• ABOUT THIS TASK: All that is wanted is an exact copy of the lines below, starting at the one that contains "If there are" and running to the end.

• Records excerpted from a collection:

########################################

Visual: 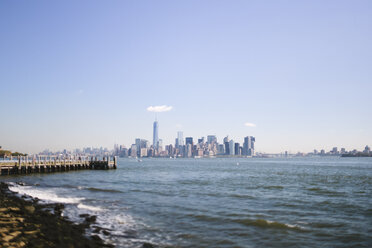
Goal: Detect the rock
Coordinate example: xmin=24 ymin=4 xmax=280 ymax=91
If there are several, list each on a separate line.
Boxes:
xmin=8 ymin=207 xmax=20 ymax=212
xmin=10 ymin=230 xmax=21 ymax=238
xmin=3 ymin=234 xmax=14 ymax=242
xmin=142 ymin=243 xmax=155 ymax=248
xmin=91 ymin=235 xmax=102 ymax=241
xmin=16 ymin=241 xmax=26 ymax=247
xmin=24 ymin=230 xmax=39 ymax=235
xmin=24 ymin=206 xmax=35 ymax=214
xmin=84 ymin=215 xmax=97 ymax=224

########################################

• ANSWER SECTION:
If there are several, list each on a separate line.
Boxes:
xmin=8 ymin=207 xmax=20 ymax=212
xmin=10 ymin=230 xmax=21 ymax=238
xmin=3 ymin=234 xmax=14 ymax=242
xmin=142 ymin=243 xmax=155 ymax=248
xmin=91 ymin=235 xmax=102 ymax=241
xmin=16 ymin=241 xmax=26 ymax=247
xmin=24 ymin=230 xmax=39 ymax=235
xmin=24 ymin=206 xmax=35 ymax=214
xmin=84 ymin=215 xmax=97 ymax=224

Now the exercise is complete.